__Conjunto de tarefas__.
**1.** Indique se cada afirmação abaixo está de acordo com o texto sobre o figurino de Electra, respondendo sim ou não e citando literalmente as palavras do texto que decidem a questão. (a) As roupas que Alice veste na performance são assinadas por Alexandre Herchcovitch. (b) O figurino termina a peça como uma capa vermelha. (c) A jaqueta corta-vento traz o nome de Electra escrito em grego nas costas.
**2.** Dê continuidade ao texto sobre o figurino de Electra a partir da última frase apresentada.

__Texto fornecido__.

====

O figurino de Electra cumpre papel fundamental na trama desenvolvida em cena. Não à toa, é o veterano Alexandre Herchcovitch (da etiqueta À La Garçonne) que assina as roupas que Alice veste durante a performance. O que começa com uma capa vermelha vai se desmontando no decorrer da peça até chegar em um simples vestido preto com bordados pontuais. Em outro momento, surge uma moderna jaqueta corta-vento quase fluorescente com o nome “Electra” grafado em grego nas costas. Como se ela, enquanto lutadora, tivesse acabado de entrar no ringue. “Moda para mim é expressão: moda e música andam de mãos dadas. Acho que a gente não se expressa sonoramente sem ter uma cama estética por trás e isso tem muito a ver com roupas, com quebra de paradigmas, com quebra de silhueta, de gênero, de tudo. A moda é fundamental para o meu trabalho”, reforça Alice.

====

__Dados fornecidos__.
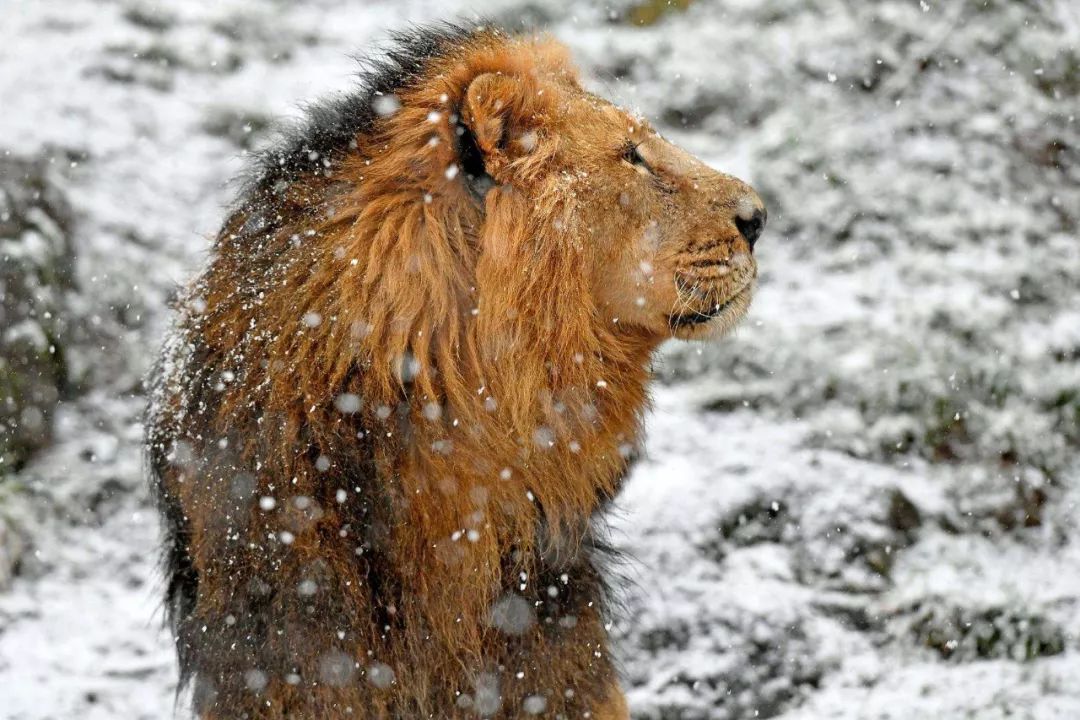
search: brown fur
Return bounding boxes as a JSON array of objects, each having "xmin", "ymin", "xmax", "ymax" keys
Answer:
[{"xmin": 149, "ymin": 23, "xmax": 760, "ymax": 720}]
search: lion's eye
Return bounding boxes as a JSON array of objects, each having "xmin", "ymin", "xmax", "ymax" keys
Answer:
[{"xmin": 622, "ymin": 142, "xmax": 649, "ymax": 169}]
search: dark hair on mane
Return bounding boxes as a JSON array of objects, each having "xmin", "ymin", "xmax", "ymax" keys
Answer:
[{"xmin": 241, "ymin": 22, "xmax": 490, "ymax": 199}]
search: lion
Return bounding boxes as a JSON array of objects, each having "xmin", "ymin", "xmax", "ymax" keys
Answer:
[{"xmin": 147, "ymin": 26, "xmax": 766, "ymax": 720}]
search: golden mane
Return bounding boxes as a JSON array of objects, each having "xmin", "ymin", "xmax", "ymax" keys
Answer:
[{"xmin": 148, "ymin": 19, "xmax": 764, "ymax": 720}]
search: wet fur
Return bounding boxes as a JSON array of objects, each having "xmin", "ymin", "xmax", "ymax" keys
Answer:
[
  {"xmin": 147, "ymin": 19, "xmax": 760, "ymax": 720},
  {"xmin": 148, "ymin": 27, "xmax": 630, "ymax": 718}
]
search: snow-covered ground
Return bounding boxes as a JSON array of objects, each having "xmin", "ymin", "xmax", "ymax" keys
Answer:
[{"xmin": 0, "ymin": 0, "xmax": 1080, "ymax": 720}]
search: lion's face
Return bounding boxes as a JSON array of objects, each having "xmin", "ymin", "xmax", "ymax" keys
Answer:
[
  {"xmin": 563, "ymin": 97, "xmax": 766, "ymax": 338},
  {"xmin": 463, "ymin": 39, "xmax": 766, "ymax": 339}
]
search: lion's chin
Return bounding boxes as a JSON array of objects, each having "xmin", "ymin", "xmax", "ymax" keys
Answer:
[{"xmin": 667, "ymin": 285, "xmax": 754, "ymax": 340}]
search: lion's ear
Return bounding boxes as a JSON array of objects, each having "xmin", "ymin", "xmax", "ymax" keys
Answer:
[{"xmin": 461, "ymin": 72, "xmax": 536, "ymax": 177}]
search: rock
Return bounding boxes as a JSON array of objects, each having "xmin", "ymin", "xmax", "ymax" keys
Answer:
[
  {"xmin": 0, "ymin": 154, "xmax": 75, "ymax": 475},
  {"xmin": 910, "ymin": 598, "xmax": 1066, "ymax": 663}
]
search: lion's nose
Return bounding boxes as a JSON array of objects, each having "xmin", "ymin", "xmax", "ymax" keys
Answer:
[{"xmin": 735, "ymin": 207, "xmax": 769, "ymax": 253}]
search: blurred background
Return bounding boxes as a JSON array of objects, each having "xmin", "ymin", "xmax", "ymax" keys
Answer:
[{"xmin": 0, "ymin": 0, "xmax": 1080, "ymax": 720}]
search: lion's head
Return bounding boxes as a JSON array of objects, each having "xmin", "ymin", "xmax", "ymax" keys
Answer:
[
  {"xmin": 183, "ymin": 29, "xmax": 765, "ymax": 512},
  {"xmin": 461, "ymin": 55, "xmax": 766, "ymax": 338}
]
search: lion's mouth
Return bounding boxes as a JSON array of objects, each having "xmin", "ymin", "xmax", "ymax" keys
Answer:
[{"xmin": 667, "ymin": 288, "xmax": 746, "ymax": 330}]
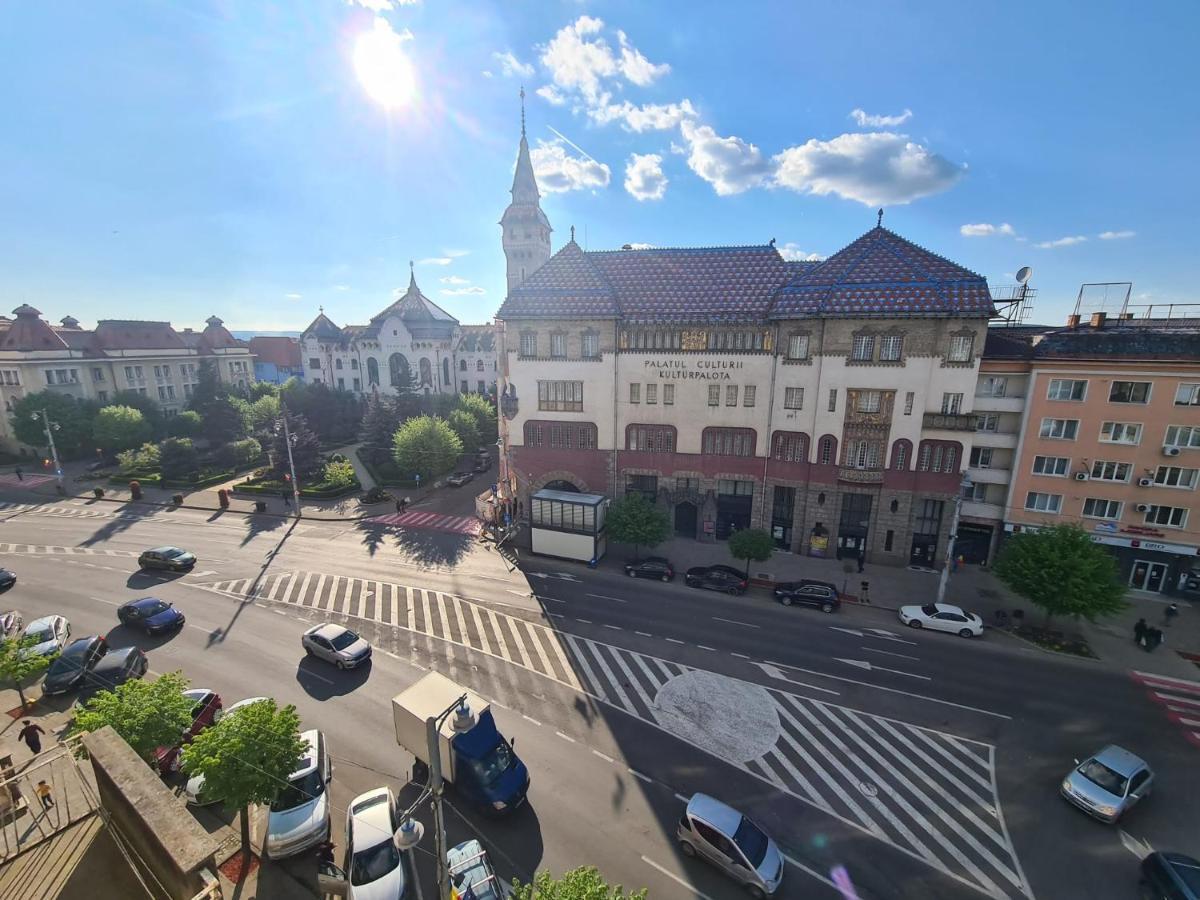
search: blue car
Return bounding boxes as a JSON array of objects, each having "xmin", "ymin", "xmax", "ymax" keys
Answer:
[{"xmin": 116, "ymin": 596, "xmax": 185, "ymax": 635}]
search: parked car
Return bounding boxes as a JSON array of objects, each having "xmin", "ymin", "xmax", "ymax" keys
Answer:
[
  {"xmin": 900, "ymin": 604, "xmax": 983, "ymax": 637},
  {"xmin": 1138, "ymin": 851, "xmax": 1200, "ymax": 900},
  {"xmin": 300, "ymin": 623, "xmax": 371, "ymax": 668},
  {"xmin": 138, "ymin": 547, "xmax": 196, "ymax": 572},
  {"xmin": 676, "ymin": 793, "xmax": 784, "ymax": 899},
  {"xmin": 263, "ymin": 728, "xmax": 334, "ymax": 859},
  {"xmin": 625, "ymin": 557, "xmax": 674, "ymax": 581},
  {"xmin": 1058, "ymin": 744, "xmax": 1154, "ymax": 824},
  {"xmin": 42, "ymin": 635, "xmax": 108, "ymax": 695},
  {"xmin": 774, "ymin": 578, "xmax": 841, "ymax": 612},
  {"xmin": 684, "ymin": 565, "xmax": 746, "ymax": 594},
  {"xmin": 79, "ymin": 647, "xmax": 150, "ymax": 703},
  {"xmin": 20, "ymin": 616, "xmax": 71, "ymax": 656},
  {"xmin": 116, "ymin": 596, "xmax": 186, "ymax": 635},
  {"xmin": 154, "ymin": 688, "xmax": 221, "ymax": 773}
]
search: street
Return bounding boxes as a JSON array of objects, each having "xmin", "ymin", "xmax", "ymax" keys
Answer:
[{"xmin": 0, "ymin": 487, "xmax": 1200, "ymax": 900}]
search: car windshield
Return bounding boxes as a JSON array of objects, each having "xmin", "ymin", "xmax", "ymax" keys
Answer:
[
  {"xmin": 472, "ymin": 740, "xmax": 512, "ymax": 786},
  {"xmin": 733, "ymin": 816, "xmax": 767, "ymax": 869},
  {"xmin": 330, "ymin": 631, "xmax": 359, "ymax": 650},
  {"xmin": 1079, "ymin": 760, "xmax": 1129, "ymax": 797},
  {"xmin": 350, "ymin": 835, "xmax": 400, "ymax": 884},
  {"xmin": 271, "ymin": 769, "xmax": 325, "ymax": 812}
]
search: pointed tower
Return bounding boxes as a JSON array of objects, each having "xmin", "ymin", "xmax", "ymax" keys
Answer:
[{"xmin": 500, "ymin": 88, "xmax": 553, "ymax": 292}]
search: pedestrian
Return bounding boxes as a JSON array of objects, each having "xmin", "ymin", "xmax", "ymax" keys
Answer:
[
  {"xmin": 34, "ymin": 781, "xmax": 54, "ymax": 809},
  {"xmin": 17, "ymin": 719, "xmax": 46, "ymax": 755}
]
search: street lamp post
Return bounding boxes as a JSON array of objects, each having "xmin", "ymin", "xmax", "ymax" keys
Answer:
[{"xmin": 935, "ymin": 472, "xmax": 971, "ymax": 604}]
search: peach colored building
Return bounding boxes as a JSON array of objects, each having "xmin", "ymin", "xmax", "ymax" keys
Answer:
[{"xmin": 1003, "ymin": 313, "xmax": 1200, "ymax": 595}]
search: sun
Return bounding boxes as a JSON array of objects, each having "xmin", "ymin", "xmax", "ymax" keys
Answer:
[{"xmin": 354, "ymin": 18, "xmax": 416, "ymax": 109}]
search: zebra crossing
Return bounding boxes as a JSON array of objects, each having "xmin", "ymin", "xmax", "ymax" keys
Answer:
[{"xmin": 192, "ymin": 571, "xmax": 1027, "ymax": 898}]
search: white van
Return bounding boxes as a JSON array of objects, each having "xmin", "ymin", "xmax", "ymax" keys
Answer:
[{"xmin": 263, "ymin": 728, "xmax": 334, "ymax": 859}]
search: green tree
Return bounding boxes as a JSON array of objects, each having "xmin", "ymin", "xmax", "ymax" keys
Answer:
[
  {"xmin": 446, "ymin": 409, "xmax": 479, "ymax": 452},
  {"xmin": 72, "ymin": 672, "xmax": 196, "ymax": 762},
  {"xmin": 0, "ymin": 637, "xmax": 58, "ymax": 709},
  {"xmin": 160, "ymin": 438, "xmax": 200, "ymax": 481},
  {"xmin": 391, "ymin": 415, "xmax": 462, "ymax": 482},
  {"xmin": 10, "ymin": 390, "xmax": 100, "ymax": 458},
  {"xmin": 182, "ymin": 700, "xmax": 306, "ymax": 853},
  {"xmin": 167, "ymin": 409, "xmax": 204, "ymax": 438},
  {"xmin": 510, "ymin": 865, "xmax": 646, "ymax": 900},
  {"xmin": 992, "ymin": 524, "xmax": 1126, "ymax": 628},
  {"xmin": 730, "ymin": 528, "xmax": 775, "ymax": 581},
  {"xmin": 91, "ymin": 406, "xmax": 154, "ymax": 451},
  {"xmin": 605, "ymin": 493, "xmax": 671, "ymax": 557}
]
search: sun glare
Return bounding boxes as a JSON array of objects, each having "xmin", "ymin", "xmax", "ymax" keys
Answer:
[{"xmin": 354, "ymin": 18, "xmax": 416, "ymax": 109}]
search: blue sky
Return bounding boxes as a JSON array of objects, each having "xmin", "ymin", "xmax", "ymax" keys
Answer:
[{"xmin": 0, "ymin": 0, "xmax": 1200, "ymax": 330}]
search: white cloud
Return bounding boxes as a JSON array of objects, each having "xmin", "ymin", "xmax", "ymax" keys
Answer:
[
  {"xmin": 492, "ymin": 50, "xmax": 534, "ymax": 78},
  {"xmin": 959, "ymin": 222, "xmax": 1016, "ymax": 238},
  {"xmin": 625, "ymin": 154, "xmax": 667, "ymax": 200},
  {"xmin": 680, "ymin": 121, "xmax": 772, "ymax": 197},
  {"xmin": 529, "ymin": 140, "xmax": 612, "ymax": 193},
  {"xmin": 774, "ymin": 132, "xmax": 962, "ymax": 206},
  {"xmin": 775, "ymin": 241, "xmax": 824, "ymax": 263},
  {"xmin": 850, "ymin": 109, "xmax": 912, "ymax": 128},
  {"xmin": 1033, "ymin": 234, "xmax": 1087, "ymax": 250},
  {"xmin": 588, "ymin": 95, "xmax": 698, "ymax": 133}
]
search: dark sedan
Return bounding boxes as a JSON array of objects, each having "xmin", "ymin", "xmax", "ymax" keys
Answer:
[
  {"xmin": 116, "ymin": 596, "xmax": 186, "ymax": 635},
  {"xmin": 42, "ymin": 635, "xmax": 108, "ymax": 695},
  {"xmin": 684, "ymin": 565, "xmax": 746, "ymax": 594},
  {"xmin": 625, "ymin": 557, "xmax": 674, "ymax": 581}
]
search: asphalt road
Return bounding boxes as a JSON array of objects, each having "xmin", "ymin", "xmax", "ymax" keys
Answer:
[{"xmin": 0, "ymin": 498, "xmax": 1200, "ymax": 900}]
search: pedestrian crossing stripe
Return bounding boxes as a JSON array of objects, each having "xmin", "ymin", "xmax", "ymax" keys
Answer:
[{"xmin": 192, "ymin": 571, "xmax": 1027, "ymax": 898}]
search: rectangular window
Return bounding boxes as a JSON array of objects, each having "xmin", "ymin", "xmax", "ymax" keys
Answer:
[
  {"xmin": 1046, "ymin": 378, "xmax": 1087, "ymax": 400},
  {"xmin": 538, "ymin": 382, "xmax": 583, "ymax": 413},
  {"xmin": 1091, "ymin": 460, "xmax": 1133, "ymax": 482},
  {"xmin": 1033, "ymin": 456, "xmax": 1070, "ymax": 478},
  {"xmin": 971, "ymin": 446, "xmax": 991, "ymax": 469},
  {"xmin": 1109, "ymin": 382, "xmax": 1151, "ymax": 403},
  {"xmin": 880, "ymin": 335, "xmax": 904, "ymax": 362},
  {"xmin": 1084, "ymin": 497, "xmax": 1121, "ymax": 518},
  {"xmin": 1039, "ymin": 419, "xmax": 1079, "ymax": 440},
  {"xmin": 1175, "ymin": 384, "xmax": 1200, "ymax": 407},
  {"xmin": 1154, "ymin": 466, "xmax": 1196, "ymax": 491},
  {"xmin": 1100, "ymin": 422, "xmax": 1141, "ymax": 445},
  {"xmin": 1025, "ymin": 491, "xmax": 1062, "ymax": 512},
  {"xmin": 787, "ymin": 335, "xmax": 809, "ymax": 359},
  {"xmin": 1146, "ymin": 506, "xmax": 1188, "ymax": 528},
  {"xmin": 946, "ymin": 335, "xmax": 974, "ymax": 362},
  {"xmin": 850, "ymin": 335, "xmax": 875, "ymax": 362}
]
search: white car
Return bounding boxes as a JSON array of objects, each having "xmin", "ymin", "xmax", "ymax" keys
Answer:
[
  {"xmin": 900, "ymin": 604, "xmax": 983, "ymax": 637},
  {"xmin": 346, "ymin": 787, "xmax": 408, "ymax": 900}
]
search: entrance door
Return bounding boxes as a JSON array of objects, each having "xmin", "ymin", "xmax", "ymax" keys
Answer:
[{"xmin": 676, "ymin": 503, "xmax": 696, "ymax": 538}]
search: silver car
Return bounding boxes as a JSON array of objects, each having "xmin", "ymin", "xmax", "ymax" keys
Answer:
[
  {"xmin": 300, "ymin": 623, "xmax": 371, "ymax": 668},
  {"xmin": 676, "ymin": 793, "xmax": 784, "ymax": 898},
  {"xmin": 1058, "ymin": 744, "xmax": 1154, "ymax": 824}
]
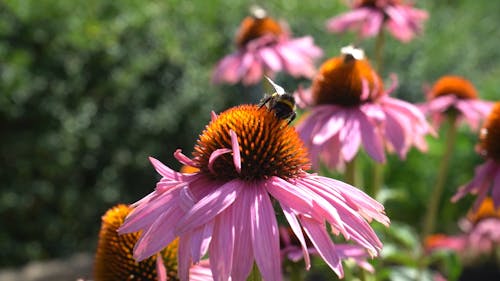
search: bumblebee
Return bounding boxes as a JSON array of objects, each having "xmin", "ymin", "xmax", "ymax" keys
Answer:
[{"xmin": 259, "ymin": 76, "xmax": 296, "ymax": 125}]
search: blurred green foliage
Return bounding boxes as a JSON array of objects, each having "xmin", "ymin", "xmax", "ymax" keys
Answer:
[{"xmin": 0, "ymin": 0, "xmax": 500, "ymax": 274}]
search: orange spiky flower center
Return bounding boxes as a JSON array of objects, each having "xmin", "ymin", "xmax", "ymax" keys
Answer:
[
  {"xmin": 430, "ymin": 75, "xmax": 477, "ymax": 99},
  {"xmin": 312, "ymin": 55, "xmax": 383, "ymax": 106},
  {"xmin": 479, "ymin": 102, "xmax": 500, "ymax": 162},
  {"xmin": 94, "ymin": 204, "xmax": 179, "ymax": 281},
  {"xmin": 193, "ymin": 105, "xmax": 310, "ymax": 181},
  {"xmin": 236, "ymin": 16, "xmax": 284, "ymax": 48},
  {"xmin": 467, "ymin": 197, "xmax": 500, "ymax": 223}
]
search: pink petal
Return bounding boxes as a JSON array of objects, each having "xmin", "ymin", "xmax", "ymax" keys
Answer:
[
  {"xmin": 177, "ymin": 234, "xmax": 192, "ymax": 280},
  {"xmin": 134, "ymin": 209, "xmax": 182, "ymax": 261},
  {"xmin": 266, "ymin": 176, "xmax": 313, "ymax": 213},
  {"xmin": 300, "ymin": 217, "xmax": 344, "ymax": 278},
  {"xmin": 149, "ymin": 157, "xmax": 182, "ymax": 181},
  {"xmin": 190, "ymin": 222, "xmax": 214, "ymax": 263},
  {"xmin": 208, "ymin": 148, "xmax": 231, "ymax": 175},
  {"xmin": 174, "ymin": 149, "xmax": 197, "ymax": 167},
  {"xmin": 229, "ymin": 130, "xmax": 241, "ymax": 174},
  {"xmin": 173, "ymin": 180, "xmax": 241, "ymax": 235},
  {"xmin": 210, "ymin": 203, "xmax": 239, "ymax": 281},
  {"xmin": 281, "ymin": 204, "xmax": 311, "ymax": 270},
  {"xmin": 259, "ymin": 47, "xmax": 283, "ymax": 72},
  {"xmin": 339, "ymin": 112, "xmax": 361, "ymax": 161},
  {"xmin": 491, "ymin": 164, "xmax": 500, "ymax": 208},
  {"xmin": 156, "ymin": 253, "xmax": 167, "ymax": 281},
  {"xmin": 231, "ymin": 185, "xmax": 254, "ymax": 281},
  {"xmin": 361, "ymin": 9, "xmax": 385, "ymax": 38},
  {"xmin": 250, "ymin": 186, "xmax": 282, "ymax": 281},
  {"xmin": 326, "ymin": 8, "xmax": 370, "ymax": 33},
  {"xmin": 312, "ymin": 111, "xmax": 346, "ymax": 145},
  {"xmin": 353, "ymin": 111, "xmax": 385, "ymax": 163}
]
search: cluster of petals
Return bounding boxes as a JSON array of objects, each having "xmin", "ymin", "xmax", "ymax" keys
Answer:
[
  {"xmin": 326, "ymin": 0, "xmax": 428, "ymax": 42},
  {"xmin": 296, "ymin": 75, "xmax": 433, "ymax": 168},
  {"xmin": 119, "ymin": 119, "xmax": 389, "ymax": 281},
  {"xmin": 420, "ymin": 75, "xmax": 493, "ymax": 130},
  {"xmin": 93, "ymin": 204, "xmax": 213, "ymax": 281},
  {"xmin": 279, "ymin": 226, "xmax": 375, "ymax": 272},
  {"xmin": 212, "ymin": 11, "xmax": 323, "ymax": 85}
]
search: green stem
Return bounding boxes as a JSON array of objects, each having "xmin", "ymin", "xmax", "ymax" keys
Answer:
[
  {"xmin": 375, "ymin": 29, "xmax": 385, "ymax": 75},
  {"xmin": 290, "ymin": 263, "xmax": 303, "ymax": 281},
  {"xmin": 371, "ymin": 29, "xmax": 385, "ymax": 198},
  {"xmin": 344, "ymin": 156, "xmax": 358, "ymax": 186},
  {"xmin": 247, "ymin": 263, "xmax": 262, "ymax": 281},
  {"xmin": 371, "ymin": 162, "xmax": 385, "ymax": 199},
  {"xmin": 422, "ymin": 114, "xmax": 457, "ymax": 239}
]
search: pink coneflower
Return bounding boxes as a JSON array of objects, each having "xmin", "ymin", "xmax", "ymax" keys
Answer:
[
  {"xmin": 297, "ymin": 47, "xmax": 429, "ymax": 168},
  {"xmin": 279, "ymin": 226, "xmax": 374, "ymax": 272},
  {"xmin": 326, "ymin": 0, "xmax": 428, "ymax": 42},
  {"xmin": 119, "ymin": 105, "xmax": 389, "ymax": 281},
  {"xmin": 421, "ymin": 75, "xmax": 492, "ymax": 130},
  {"xmin": 452, "ymin": 102, "xmax": 500, "ymax": 208},
  {"xmin": 94, "ymin": 204, "xmax": 213, "ymax": 281},
  {"xmin": 425, "ymin": 197, "xmax": 500, "ymax": 259},
  {"xmin": 213, "ymin": 8, "xmax": 323, "ymax": 85}
]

====

__Respostas finais__.
**1.**
(a) Sim: «é o veterano Alexandre Herchcovitch (da etiqueta À La Garçonne) que assina as roupas que Alice veste durante a performance».
(b) Não: «O que começa com uma capa vermelha vai se desmontando no decorrer da peça até chegar em um simples vestido preto com bordados pontuais».
(c) Sim: «uma moderna jaqueta corta-vento quase fluorescente com o nome “Electra” grafado em grego nas costas».

**2.**
O que é a morte da mãe? O que é vingança? O que é ser mulher e jovem? O que é perder as suas características? O que é perder tudo? São todas questões abertas para as quais o disco traz algumas possibilidades de resposta e que o show amplia em sentido – Alice Caymmi

O impacto

A cena derradeira de Electra toma forma na cantora dedicando-se ao clássico “Andança” (Danilo Caymmi, Edmundo Souto e Paulinho Tapajós) acapella enquanto entrega uma corda ao público e os puxa até o exterior do CCSP até sermos ainda mais surpreendidos por uma exposição com as imagens feitas em alusão ao disco e ao mito grego. Alice está de cabelos raspados, a segurar o punhal de sua personagem, em fotos belas que fecham de forma singular um espetáculo que atordoa.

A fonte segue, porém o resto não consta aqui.